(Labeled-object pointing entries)
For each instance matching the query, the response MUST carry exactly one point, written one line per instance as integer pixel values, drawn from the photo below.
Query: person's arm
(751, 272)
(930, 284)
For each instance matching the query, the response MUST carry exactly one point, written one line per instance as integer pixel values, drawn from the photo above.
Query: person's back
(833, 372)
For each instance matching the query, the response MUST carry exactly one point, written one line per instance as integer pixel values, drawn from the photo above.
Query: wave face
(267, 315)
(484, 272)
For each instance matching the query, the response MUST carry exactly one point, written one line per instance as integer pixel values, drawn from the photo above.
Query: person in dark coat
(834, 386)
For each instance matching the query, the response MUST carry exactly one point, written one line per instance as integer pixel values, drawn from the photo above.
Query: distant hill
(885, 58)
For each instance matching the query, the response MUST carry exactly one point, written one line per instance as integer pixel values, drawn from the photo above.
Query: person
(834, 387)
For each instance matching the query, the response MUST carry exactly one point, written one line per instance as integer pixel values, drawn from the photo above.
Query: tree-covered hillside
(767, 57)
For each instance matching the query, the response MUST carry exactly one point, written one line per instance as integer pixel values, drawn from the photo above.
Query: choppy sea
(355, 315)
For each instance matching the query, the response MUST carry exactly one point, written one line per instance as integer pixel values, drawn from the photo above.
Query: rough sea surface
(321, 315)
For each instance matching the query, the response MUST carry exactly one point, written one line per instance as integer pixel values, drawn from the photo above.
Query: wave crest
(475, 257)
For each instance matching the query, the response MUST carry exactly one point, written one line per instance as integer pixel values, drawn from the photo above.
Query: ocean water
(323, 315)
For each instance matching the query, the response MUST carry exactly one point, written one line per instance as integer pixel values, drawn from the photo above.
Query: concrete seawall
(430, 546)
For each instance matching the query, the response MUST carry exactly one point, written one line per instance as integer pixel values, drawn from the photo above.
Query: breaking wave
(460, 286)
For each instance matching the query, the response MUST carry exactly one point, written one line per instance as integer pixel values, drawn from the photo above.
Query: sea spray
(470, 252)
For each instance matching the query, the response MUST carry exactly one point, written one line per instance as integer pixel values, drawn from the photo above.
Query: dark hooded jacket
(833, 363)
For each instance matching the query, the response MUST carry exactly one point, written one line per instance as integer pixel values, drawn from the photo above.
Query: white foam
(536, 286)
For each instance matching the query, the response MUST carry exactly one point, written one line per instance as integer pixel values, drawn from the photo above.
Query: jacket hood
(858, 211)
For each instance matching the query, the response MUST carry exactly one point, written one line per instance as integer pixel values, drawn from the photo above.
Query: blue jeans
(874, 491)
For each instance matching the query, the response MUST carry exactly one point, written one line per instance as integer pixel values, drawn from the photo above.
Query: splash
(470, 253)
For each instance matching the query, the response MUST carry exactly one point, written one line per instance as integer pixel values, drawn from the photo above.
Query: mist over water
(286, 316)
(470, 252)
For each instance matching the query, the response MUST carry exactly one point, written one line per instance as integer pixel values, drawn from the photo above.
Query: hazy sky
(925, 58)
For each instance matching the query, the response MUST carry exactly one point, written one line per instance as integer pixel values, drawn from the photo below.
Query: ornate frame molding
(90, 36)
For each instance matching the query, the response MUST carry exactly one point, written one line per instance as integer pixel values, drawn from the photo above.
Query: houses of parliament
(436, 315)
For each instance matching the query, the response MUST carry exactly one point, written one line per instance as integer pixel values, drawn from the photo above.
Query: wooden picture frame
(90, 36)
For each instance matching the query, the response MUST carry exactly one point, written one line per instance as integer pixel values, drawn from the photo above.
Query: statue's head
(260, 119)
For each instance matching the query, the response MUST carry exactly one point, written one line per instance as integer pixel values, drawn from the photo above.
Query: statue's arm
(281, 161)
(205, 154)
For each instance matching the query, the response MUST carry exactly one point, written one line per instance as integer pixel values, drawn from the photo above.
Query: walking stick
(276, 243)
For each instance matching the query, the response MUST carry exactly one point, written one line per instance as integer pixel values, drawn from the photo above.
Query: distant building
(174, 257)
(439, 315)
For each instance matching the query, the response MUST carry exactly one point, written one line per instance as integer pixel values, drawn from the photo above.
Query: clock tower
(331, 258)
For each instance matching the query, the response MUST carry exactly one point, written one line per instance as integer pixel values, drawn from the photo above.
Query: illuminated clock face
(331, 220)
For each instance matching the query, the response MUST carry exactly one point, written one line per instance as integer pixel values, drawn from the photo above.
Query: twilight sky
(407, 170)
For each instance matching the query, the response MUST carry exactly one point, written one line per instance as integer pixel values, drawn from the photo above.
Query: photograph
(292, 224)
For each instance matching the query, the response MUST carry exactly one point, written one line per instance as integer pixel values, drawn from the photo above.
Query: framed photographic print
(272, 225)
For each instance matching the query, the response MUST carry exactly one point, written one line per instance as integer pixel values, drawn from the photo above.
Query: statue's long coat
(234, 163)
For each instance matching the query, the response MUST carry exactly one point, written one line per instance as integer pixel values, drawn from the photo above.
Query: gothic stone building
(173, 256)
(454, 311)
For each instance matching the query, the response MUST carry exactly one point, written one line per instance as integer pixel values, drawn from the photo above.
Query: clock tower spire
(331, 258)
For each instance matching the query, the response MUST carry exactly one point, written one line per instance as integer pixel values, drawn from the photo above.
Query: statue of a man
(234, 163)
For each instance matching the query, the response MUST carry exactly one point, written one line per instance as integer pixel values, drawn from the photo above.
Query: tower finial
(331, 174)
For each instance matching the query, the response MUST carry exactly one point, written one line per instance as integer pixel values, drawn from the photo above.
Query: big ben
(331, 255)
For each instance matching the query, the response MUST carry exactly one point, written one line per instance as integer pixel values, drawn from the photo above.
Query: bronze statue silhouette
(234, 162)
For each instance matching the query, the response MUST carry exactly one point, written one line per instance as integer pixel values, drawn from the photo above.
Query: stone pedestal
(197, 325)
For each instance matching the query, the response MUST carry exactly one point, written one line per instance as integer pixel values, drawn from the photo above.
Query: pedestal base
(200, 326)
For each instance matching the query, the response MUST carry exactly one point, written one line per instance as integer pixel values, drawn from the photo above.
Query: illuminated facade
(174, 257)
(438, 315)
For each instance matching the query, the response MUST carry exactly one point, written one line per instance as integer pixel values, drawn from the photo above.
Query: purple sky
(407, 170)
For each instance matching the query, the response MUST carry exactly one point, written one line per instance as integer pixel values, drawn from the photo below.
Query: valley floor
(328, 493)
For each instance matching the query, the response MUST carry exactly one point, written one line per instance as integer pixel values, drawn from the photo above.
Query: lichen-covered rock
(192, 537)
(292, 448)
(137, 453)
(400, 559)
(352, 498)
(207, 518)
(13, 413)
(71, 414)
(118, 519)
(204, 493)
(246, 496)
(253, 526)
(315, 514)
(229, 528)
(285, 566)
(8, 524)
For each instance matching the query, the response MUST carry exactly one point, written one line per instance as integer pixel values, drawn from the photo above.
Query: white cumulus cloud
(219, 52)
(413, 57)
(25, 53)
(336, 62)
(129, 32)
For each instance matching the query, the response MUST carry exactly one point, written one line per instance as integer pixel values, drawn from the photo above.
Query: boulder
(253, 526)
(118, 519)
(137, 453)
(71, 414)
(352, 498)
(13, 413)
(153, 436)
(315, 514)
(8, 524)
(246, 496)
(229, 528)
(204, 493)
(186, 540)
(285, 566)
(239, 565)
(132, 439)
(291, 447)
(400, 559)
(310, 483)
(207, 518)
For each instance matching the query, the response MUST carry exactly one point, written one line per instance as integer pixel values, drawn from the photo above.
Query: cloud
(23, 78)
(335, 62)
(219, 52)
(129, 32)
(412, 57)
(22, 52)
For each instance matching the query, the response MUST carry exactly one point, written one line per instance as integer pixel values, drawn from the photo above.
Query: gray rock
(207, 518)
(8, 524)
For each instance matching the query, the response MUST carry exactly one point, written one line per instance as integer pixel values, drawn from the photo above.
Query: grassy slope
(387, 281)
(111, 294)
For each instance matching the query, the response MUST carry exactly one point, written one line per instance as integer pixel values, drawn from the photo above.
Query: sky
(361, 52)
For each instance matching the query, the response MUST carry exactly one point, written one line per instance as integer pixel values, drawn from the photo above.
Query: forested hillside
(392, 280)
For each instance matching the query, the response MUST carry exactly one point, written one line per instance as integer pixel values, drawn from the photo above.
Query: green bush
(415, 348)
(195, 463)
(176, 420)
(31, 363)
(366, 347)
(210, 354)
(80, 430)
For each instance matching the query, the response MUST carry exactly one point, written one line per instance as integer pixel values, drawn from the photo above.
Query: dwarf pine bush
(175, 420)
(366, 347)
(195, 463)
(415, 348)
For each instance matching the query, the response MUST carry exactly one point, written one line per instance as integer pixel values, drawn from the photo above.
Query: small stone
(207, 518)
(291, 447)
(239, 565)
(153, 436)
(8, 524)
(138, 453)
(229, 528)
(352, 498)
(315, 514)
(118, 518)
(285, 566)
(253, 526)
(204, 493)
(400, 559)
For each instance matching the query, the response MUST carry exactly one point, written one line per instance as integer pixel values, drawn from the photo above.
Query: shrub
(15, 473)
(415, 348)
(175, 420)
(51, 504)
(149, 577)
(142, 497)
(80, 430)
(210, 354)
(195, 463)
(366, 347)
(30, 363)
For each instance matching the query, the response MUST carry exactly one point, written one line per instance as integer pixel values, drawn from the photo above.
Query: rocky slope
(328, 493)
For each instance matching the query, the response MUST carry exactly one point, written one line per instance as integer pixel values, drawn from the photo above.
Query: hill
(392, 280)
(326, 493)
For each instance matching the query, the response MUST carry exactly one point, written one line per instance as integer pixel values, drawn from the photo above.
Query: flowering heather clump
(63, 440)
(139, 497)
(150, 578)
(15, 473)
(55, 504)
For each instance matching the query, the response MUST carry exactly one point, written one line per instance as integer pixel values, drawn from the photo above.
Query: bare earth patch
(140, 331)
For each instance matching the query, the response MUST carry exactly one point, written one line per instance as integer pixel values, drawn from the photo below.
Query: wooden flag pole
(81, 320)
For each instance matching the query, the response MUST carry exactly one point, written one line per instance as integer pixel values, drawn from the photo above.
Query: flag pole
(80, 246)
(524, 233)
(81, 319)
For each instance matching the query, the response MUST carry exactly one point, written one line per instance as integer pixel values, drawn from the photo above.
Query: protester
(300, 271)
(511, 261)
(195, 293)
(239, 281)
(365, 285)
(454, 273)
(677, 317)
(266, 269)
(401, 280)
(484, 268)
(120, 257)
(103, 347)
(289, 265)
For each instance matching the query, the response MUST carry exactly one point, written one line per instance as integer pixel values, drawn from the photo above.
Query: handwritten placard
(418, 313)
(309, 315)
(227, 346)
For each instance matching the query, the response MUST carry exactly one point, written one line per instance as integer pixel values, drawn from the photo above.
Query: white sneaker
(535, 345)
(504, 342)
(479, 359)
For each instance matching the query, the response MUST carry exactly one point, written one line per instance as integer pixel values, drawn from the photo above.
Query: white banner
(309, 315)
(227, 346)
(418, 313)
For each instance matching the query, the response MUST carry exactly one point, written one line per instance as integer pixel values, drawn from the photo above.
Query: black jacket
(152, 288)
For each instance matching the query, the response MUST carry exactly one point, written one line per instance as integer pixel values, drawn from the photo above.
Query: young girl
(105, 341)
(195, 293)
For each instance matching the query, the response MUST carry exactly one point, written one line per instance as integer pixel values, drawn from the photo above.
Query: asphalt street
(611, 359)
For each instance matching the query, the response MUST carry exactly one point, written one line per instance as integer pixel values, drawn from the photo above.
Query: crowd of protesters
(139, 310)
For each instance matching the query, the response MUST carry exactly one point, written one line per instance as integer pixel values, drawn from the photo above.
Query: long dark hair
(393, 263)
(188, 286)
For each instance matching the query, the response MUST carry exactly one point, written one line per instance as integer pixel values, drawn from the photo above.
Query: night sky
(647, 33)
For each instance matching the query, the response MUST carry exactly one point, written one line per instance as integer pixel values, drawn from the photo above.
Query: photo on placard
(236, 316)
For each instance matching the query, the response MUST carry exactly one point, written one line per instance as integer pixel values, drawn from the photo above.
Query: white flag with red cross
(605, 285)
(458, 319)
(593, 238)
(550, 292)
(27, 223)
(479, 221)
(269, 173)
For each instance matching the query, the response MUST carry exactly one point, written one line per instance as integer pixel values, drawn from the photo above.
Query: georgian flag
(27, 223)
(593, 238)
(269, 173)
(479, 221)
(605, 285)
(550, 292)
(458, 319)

**SET PROBLEM**
Gather every line of the items above that contains the word "flag" and copy each one out.

**EXERCISE OUTPUT**
Query: wooden flag pole
Query: flag pole
Query: white flag with red cross
Query: georgian flag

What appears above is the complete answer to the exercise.